Pick out every line below that contains the word "mouth", and copy each one in full. The match is case-sensitive.

Segmentation dataset lines:
■ ■ ■ ■ ■ ■ ■

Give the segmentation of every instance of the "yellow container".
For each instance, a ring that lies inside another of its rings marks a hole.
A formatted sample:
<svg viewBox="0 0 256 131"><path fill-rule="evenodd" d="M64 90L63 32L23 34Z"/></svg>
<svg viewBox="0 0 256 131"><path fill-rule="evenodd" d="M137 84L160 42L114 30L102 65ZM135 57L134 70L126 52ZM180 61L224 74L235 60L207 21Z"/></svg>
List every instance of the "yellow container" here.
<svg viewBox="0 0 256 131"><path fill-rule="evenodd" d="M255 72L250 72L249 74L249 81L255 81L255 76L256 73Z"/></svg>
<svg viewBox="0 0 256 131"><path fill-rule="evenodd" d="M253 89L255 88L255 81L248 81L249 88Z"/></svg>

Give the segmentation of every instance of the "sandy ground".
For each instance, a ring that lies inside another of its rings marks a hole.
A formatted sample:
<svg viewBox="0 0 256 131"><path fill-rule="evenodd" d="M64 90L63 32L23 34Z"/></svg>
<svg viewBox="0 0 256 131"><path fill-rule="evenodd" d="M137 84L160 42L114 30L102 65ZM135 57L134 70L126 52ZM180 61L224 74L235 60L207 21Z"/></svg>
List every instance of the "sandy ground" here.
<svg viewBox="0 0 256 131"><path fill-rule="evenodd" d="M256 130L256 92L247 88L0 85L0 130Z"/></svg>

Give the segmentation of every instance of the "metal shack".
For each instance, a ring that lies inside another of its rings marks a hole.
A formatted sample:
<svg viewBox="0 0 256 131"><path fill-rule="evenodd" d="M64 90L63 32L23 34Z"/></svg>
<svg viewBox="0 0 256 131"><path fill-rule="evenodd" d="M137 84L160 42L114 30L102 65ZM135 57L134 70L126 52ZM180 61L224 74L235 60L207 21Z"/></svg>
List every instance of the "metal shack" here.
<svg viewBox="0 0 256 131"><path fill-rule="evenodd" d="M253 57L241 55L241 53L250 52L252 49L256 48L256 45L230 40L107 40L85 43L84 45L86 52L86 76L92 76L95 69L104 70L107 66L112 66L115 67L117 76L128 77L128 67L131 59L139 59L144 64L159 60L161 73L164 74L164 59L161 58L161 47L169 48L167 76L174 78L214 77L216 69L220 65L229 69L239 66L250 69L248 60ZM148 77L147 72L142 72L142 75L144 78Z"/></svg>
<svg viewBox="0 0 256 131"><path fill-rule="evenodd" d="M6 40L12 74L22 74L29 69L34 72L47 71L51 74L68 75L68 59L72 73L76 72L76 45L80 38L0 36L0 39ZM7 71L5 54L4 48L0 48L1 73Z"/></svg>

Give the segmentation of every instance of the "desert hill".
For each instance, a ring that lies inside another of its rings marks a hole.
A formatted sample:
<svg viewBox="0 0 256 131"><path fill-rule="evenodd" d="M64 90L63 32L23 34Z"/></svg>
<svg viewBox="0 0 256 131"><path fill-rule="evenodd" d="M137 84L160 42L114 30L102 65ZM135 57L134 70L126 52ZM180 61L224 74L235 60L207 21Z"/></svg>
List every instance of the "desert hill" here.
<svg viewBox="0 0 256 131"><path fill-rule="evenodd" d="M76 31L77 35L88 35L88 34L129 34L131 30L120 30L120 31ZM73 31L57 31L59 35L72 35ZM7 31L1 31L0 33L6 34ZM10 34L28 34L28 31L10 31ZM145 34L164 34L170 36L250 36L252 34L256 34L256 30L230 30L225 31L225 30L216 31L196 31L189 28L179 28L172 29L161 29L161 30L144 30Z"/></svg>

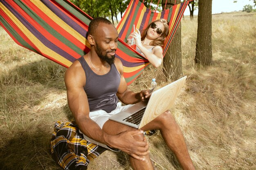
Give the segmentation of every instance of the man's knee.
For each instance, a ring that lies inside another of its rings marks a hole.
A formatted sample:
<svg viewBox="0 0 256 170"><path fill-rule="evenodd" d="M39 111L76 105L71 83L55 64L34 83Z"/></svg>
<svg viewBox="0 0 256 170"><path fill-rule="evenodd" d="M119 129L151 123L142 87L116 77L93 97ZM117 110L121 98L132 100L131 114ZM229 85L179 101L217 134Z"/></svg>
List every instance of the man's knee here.
<svg viewBox="0 0 256 170"><path fill-rule="evenodd" d="M170 124L176 124L176 121L173 118L171 111L166 110L158 117L158 119L162 125L170 125Z"/></svg>

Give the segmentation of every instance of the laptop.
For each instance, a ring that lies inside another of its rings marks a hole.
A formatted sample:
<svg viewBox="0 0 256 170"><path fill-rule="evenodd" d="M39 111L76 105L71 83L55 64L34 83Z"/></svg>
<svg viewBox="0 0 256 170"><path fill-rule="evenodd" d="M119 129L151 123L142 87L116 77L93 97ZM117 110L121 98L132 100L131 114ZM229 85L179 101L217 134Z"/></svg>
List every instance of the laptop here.
<svg viewBox="0 0 256 170"><path fill-rule="evenodd" d="M109 119L136 128L141 128L173 106L186 79L185 76L153 92L147 104L139 102Z"/></svg>

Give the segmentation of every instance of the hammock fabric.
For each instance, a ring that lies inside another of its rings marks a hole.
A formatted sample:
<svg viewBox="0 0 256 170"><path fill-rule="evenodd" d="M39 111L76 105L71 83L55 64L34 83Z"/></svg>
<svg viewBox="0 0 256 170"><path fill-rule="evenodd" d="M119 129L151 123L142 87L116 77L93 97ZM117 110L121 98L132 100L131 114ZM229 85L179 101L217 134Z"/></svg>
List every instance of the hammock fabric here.
<svg viewBox="0 0 256 170"><path fill-rule="evenodd" d="M164 47L164 54L189 2L158 13L139 0L131 1L117 26L120 38L116 53L123 62L128 85L149 64L124 42L133 24L141 31L155 19L168 20L170 32ZM67 68L89 51L85 35L92 19L67 0L0 0L0 25L15 42Z"/></svg>

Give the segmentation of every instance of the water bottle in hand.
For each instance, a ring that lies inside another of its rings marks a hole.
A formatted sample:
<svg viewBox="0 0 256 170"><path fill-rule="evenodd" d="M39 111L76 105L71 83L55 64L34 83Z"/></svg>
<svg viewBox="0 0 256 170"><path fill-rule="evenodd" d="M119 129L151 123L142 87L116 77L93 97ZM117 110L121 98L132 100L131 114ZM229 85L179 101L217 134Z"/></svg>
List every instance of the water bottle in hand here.
<svg viewBox="0 0 256 170"><path fill-rule="evenodd" d="M151 84L150 84L150 89L152 89L153 88L155 88L155 90L157 88L157 84L156 82L155 82L155 79L152 79L152 82L151 82Z"/></svg>
<svg viewBox="0 0 256 170"><path fill-rule="evenodd" d="M132 37L131 36L130 36L128 37L128 39L127 39L127 44L128 45L133 49L136 49L136 44L135 44L135 40L134 38Z"/></svg>

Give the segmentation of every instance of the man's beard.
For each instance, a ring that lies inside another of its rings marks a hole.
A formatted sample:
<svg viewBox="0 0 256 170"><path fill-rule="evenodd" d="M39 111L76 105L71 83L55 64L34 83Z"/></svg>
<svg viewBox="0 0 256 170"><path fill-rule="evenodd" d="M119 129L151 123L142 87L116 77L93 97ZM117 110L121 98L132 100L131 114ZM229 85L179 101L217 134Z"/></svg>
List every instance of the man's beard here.
<svg viewBox="0 0 256 170"><path fill-rule="evenodd" d="M105 55L103 55L102 54L102 50L99 47L98 44L96 44L95 45L95 51L96 53L98 55L98 56L99 57L99 58L102 60L103 61L105 61L108 63L109 64L109 65L111 65L112 64L114 64L114 62L115 61L115 55L112 55L111 58L109 58L107 56L108 53L106 53L106 54ZM109 52L112 52L113 51L115 51L115 50L112 50L112 51L110 51Z"/></svg>

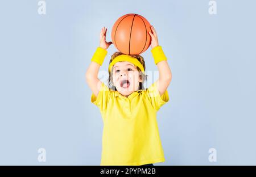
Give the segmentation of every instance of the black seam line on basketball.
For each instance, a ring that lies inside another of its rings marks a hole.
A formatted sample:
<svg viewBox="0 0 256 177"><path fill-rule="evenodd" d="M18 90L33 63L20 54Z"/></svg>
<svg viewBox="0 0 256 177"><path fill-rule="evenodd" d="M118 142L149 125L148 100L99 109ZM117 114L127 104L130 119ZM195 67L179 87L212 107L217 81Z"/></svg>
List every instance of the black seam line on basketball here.
<svg viewBox="0 0 256 177"><path fill-rule="evenodd" d="M142 51L144 50L144 48L145 47L146 47L146 44L147 44L147 27L146 26L146 24L145 24L145 22L144 22L143 19L141 16L138 16L139 17L139 18L141 19L141 20L142 20L142 22L143 22L144 25L145 26L145 28L146 28L146 41L145 41L145 44L144 45L143 48L142 49L142 50L141 51L141 52L139 53L141 53L142 52Z"/></svg>
<svg viewBox="0 0 256 177"><path fill-rule="evenodd" d="M130 39L129 39L129 54L130 54L130 46L131 45L131 30L133 30L133 21L134 20L134 18L135 18L135 16L136 16L136 14L134 14L134 16L133 16L133 22L131 23L131 32L130 32Z"/></svg>
<svg viewBox="0 0 256 177"><path fill-rule="evenodd" d="M119 25L120 24L120 23L121 23L125 18L126 18L126 17L127 17L127 16L130 16L130 15L133 15L133 14L128 15L127 16L125 16L124 18L123 18L123 19L122 19L122 20L121 20L121 21L119 22L117 26L117 28L115 29L115 35L114 35L115 39L114 39L114 40L115 40L115 45L117 45L116 47L117 47L117 50L118 50L118 51L119 51L119 52L121 52L121 51L120 51L119 49L118 49L118 47L117 47L117 43L115 42L115 33L117 33L117 28L118 28L118 26L119 26Z"/></svg>

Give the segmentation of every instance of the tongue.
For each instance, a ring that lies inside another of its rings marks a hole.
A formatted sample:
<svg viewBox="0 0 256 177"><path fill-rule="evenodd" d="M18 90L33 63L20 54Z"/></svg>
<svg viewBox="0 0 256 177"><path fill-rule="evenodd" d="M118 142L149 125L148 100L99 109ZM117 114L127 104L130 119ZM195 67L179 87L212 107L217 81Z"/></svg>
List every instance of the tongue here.
<svg viewBox="0 0 256 177"><path fill-rule="evenodd" d="M123 88L126 88L129 87L129 85L127 82L123 83Z"/></svg>

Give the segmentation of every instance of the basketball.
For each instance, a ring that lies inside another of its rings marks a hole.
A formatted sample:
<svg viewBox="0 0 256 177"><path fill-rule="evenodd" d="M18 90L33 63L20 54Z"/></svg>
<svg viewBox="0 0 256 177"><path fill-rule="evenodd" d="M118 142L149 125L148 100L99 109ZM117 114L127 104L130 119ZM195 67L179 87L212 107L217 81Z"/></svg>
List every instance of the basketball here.
<svg viewBox="0 0 256 177"><path fill-rule="evenodd" d="M151 39L150 23L146 18L135 14L120 17L114 23L111 33L112 42L124 54L139 54L150 47Z"/></svg>

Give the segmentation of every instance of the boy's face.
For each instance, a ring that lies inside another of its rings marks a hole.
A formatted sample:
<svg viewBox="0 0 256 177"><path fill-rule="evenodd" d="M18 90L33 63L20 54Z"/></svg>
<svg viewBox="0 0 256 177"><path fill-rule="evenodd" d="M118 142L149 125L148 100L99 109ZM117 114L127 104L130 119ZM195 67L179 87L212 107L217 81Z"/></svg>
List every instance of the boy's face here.
<svg viewBox="0 0 256 177"><path fill-rule="evenodd" d="M127 96L139 90L141 77L134 64L128 61L119 61L113 66L113 81L117 91Z"/></svg>

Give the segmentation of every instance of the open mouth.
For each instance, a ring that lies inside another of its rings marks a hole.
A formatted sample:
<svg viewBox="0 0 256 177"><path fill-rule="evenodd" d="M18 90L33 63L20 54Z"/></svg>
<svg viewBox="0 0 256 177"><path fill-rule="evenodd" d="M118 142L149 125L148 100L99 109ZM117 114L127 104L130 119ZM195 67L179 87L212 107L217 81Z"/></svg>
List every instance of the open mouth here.
<svg viewBox="0 0 256 177"><path fill-rule="evenodd" d="M120 87L122 88L128 88L130 85L129 81L125 79L120 82Z"/></svg>

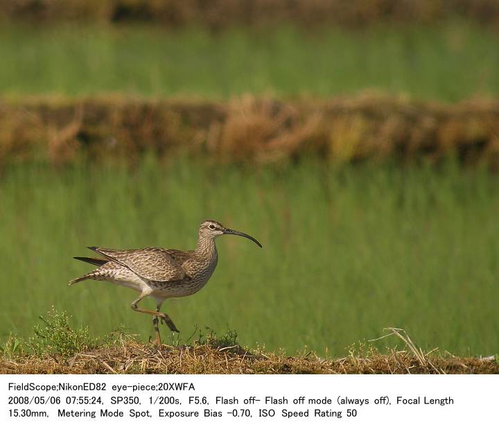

■ ■ ■ ■ ■ ■ ■

#### [Written response]
Give the segmentation of every instance of the open mouth.
List every instance of the open mouth here.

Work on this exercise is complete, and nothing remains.